■ **Available records**:
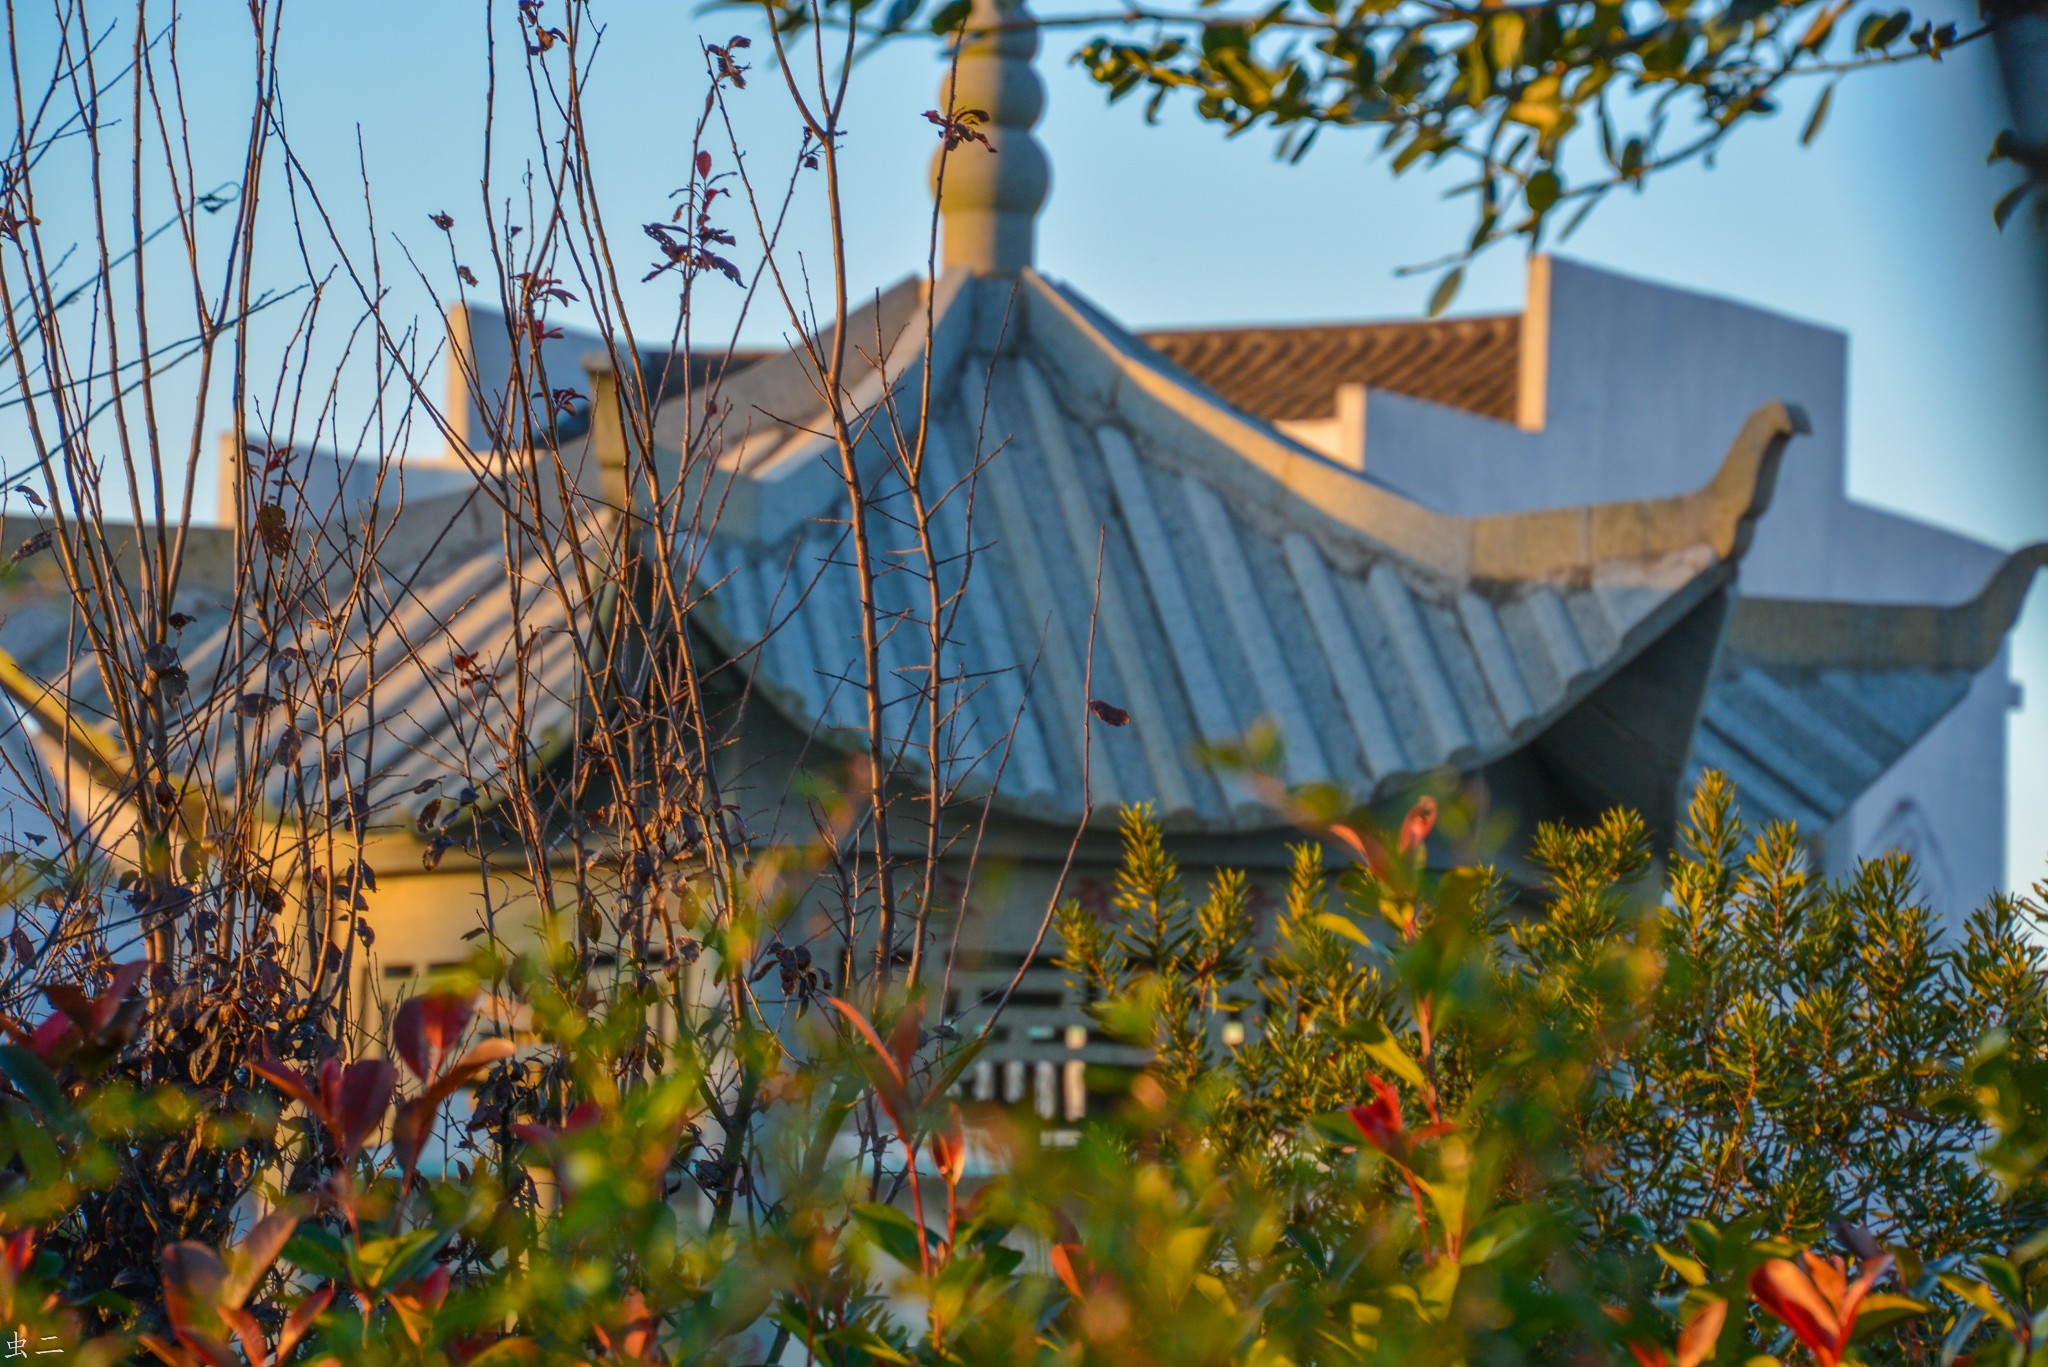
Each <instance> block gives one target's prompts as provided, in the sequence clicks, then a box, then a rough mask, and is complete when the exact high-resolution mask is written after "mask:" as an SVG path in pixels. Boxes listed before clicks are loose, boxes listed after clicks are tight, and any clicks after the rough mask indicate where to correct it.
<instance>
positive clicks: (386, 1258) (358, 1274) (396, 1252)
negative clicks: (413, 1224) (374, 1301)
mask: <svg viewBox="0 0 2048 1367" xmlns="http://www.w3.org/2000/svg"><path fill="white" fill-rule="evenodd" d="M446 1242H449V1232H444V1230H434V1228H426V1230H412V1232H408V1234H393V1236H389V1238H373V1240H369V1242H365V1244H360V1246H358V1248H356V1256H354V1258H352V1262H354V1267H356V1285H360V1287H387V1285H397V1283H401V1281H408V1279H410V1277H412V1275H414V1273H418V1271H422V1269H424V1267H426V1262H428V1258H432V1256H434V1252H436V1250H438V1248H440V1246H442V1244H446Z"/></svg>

==

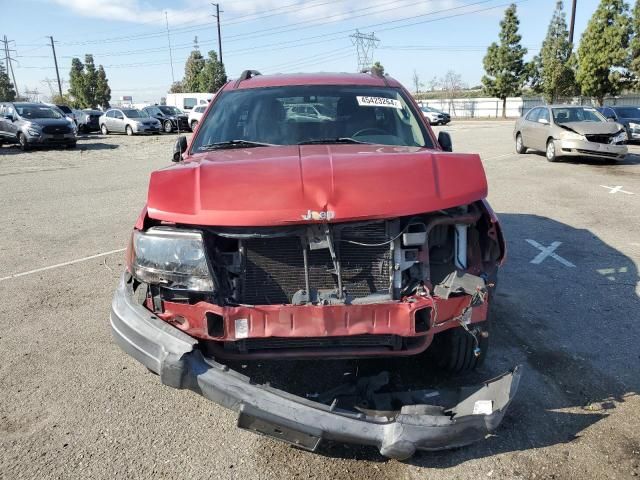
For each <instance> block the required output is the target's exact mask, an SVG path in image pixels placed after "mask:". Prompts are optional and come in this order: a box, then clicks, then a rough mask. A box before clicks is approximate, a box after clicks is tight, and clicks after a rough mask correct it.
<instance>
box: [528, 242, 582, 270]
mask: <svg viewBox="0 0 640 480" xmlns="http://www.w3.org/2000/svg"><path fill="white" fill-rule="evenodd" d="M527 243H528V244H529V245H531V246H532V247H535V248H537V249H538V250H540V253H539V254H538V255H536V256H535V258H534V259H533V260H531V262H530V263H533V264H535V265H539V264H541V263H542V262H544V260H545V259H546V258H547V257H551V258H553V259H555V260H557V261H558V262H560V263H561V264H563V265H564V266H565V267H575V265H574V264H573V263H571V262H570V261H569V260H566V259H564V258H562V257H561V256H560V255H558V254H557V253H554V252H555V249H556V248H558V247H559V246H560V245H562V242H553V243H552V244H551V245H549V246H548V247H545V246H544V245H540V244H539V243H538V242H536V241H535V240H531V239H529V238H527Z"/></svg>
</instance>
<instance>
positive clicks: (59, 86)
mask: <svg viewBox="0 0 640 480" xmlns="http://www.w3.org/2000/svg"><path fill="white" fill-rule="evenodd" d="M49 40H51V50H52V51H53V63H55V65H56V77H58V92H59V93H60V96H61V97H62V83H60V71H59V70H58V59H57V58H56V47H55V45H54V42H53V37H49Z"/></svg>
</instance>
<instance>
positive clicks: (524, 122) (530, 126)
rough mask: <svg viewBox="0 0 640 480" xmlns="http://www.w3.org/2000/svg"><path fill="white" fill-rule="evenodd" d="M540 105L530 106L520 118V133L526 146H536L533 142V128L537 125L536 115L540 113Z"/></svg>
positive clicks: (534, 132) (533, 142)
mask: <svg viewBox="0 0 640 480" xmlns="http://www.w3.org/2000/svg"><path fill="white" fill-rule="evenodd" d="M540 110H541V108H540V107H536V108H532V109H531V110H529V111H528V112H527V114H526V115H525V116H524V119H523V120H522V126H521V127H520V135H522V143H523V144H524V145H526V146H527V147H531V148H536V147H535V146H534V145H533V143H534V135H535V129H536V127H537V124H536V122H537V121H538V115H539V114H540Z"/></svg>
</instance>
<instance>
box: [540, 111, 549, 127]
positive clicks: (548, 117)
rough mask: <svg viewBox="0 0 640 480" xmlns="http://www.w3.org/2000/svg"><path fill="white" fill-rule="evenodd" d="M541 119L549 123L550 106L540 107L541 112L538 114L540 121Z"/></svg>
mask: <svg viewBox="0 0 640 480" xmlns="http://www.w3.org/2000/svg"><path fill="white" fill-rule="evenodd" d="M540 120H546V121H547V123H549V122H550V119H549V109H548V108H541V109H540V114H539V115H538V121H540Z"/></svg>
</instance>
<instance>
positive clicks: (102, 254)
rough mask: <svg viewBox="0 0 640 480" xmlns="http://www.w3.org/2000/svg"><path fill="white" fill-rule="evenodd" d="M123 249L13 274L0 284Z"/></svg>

---

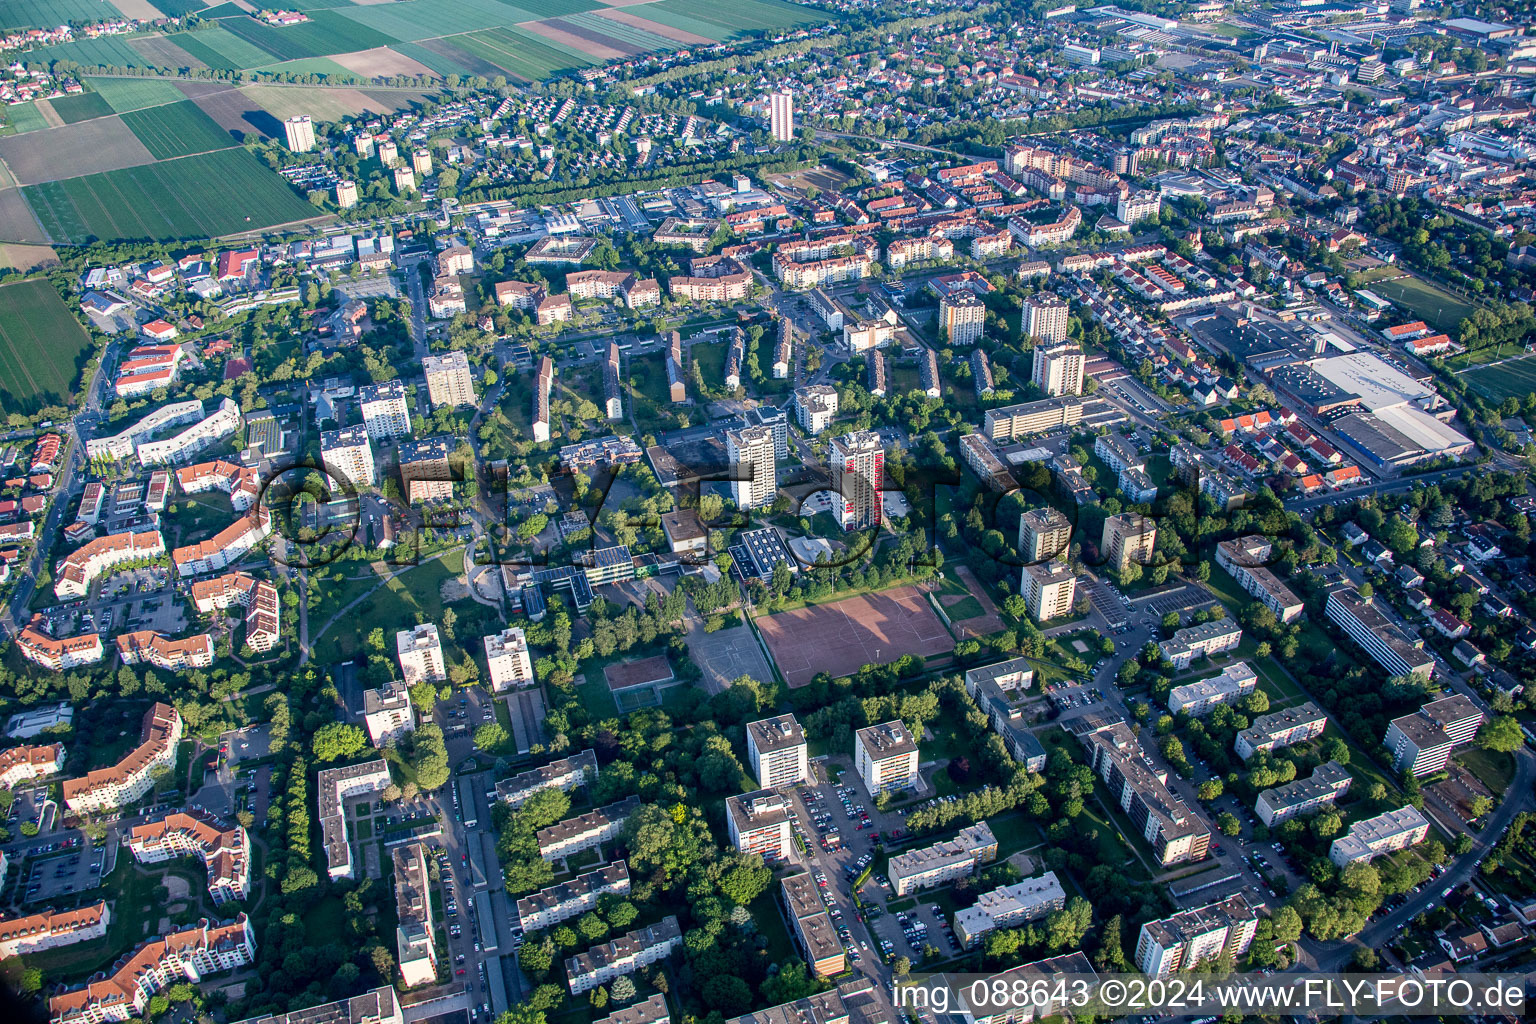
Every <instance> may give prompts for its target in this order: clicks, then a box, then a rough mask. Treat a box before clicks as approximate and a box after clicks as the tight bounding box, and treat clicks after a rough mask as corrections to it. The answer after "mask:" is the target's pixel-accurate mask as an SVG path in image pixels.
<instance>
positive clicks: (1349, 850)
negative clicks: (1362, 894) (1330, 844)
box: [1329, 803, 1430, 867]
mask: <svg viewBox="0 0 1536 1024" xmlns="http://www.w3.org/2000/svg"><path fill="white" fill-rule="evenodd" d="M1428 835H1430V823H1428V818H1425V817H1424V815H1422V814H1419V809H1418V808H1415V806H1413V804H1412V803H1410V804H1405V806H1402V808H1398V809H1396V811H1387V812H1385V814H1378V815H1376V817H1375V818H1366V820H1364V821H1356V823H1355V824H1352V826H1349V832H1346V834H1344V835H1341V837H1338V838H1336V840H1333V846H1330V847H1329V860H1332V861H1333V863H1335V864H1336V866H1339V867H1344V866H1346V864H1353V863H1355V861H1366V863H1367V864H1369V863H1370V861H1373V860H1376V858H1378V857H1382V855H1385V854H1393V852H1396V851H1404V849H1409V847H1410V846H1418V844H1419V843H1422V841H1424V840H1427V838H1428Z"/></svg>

■ **Task instructions**: Output, from the data above, the lines from the line with "For each <instance>" to the line with "positive clicks: (548, 117)" exactly as they stand, both ends included and nothing else.

■ **Solution to this exercise**:
For each <instance> block the required output is the target's exact mask, an SVG path in image pixels placed after "mask:". Prompts are optional and come in this order: a box, then clicks, then a rough mask. A box before clicks is approximate, a box after clicks is tight, and clicks after a rough mask correct it.
<instance>
box: [528, 242, 582, 270]
mask: <svg viewBox="0 0 640 480" xmlns="http://www.w3.org/2000/svg"><path fill="white" fill-rule="evenodd" d="M527 243H528V244H529V245H531V246H532V247H535V248H537V249H538V250H540V253H539V254H538V255H536V256H535V258H534V259H533V260H531V262H530V263H533V264H535V265H539V264H541V263H542V262H544V260H545V259H546V258H547V257H551V258H553V259H555V260H557V261H558V262H560V263H561V264H563V265H564V266H565V267H575V265H574V264H573V263H571V262H570V261H569V260H566V259H564V258H562V257H561V256H560V255H558V254H557V253H554V252H555V249H556V248H558V247H559V246H560V245H562V242H553V243H552V244H551V245H549V246H548V247H545V246H544V245H540V244H539V243H538V242H536V241H535V240H531V239H529V238H527Z"/></svg>
</instance>
<instance>
positive clicks: (59, 86)
mask: <svg viewBox="0 0 640 480" xmlns="http://www.w3.org/2000/svg"><path fill="white" fill-rule="evenodd" d="M49 40H51V50H52V51H53V63H55V65H56V77H58V92H59V93H60V96H61V97H62V83H60V71H59V70H58V59H57V58H56V47H55V45H54V42H53V37H49Z"/></svg>
</instance>
<instance>
positive clicks: (524, 122) (530, 126)
rough mask: <svg viewBox="0 0 640 480" xmlns="http://www.w3.org/2000/svg"><path fill="white" fill-rule="evenodd" d="M540 105L530 106L520 118V133L526 146H536L533 142V128L537 125L536 115L540 113Z"/></svg>
positive clicks: (534, 132) (533, 142)
mask: <svg viewBox="0 0 640 480" xmlns="http://www.w3.org/2000/svg"><path fill="white" fill-rule="evenodd" d="M540 110H541V108H540V107H536V108H532V109H531V110H529V111H528V112H527V114H526V115H525V116H524V119H523V120H522V126H521V127H520V135H522V143H523V144H524V145H526V146H527V147H531V148H536V147H535V146H534V145H533V143H534V135H535V129H536V127H537V124H536V122H537V121H538V115H539V114H540Z"/></svg>
</instance>
<instance>
box: [540, 111, 549, 127]
positive clicks: (548, 117)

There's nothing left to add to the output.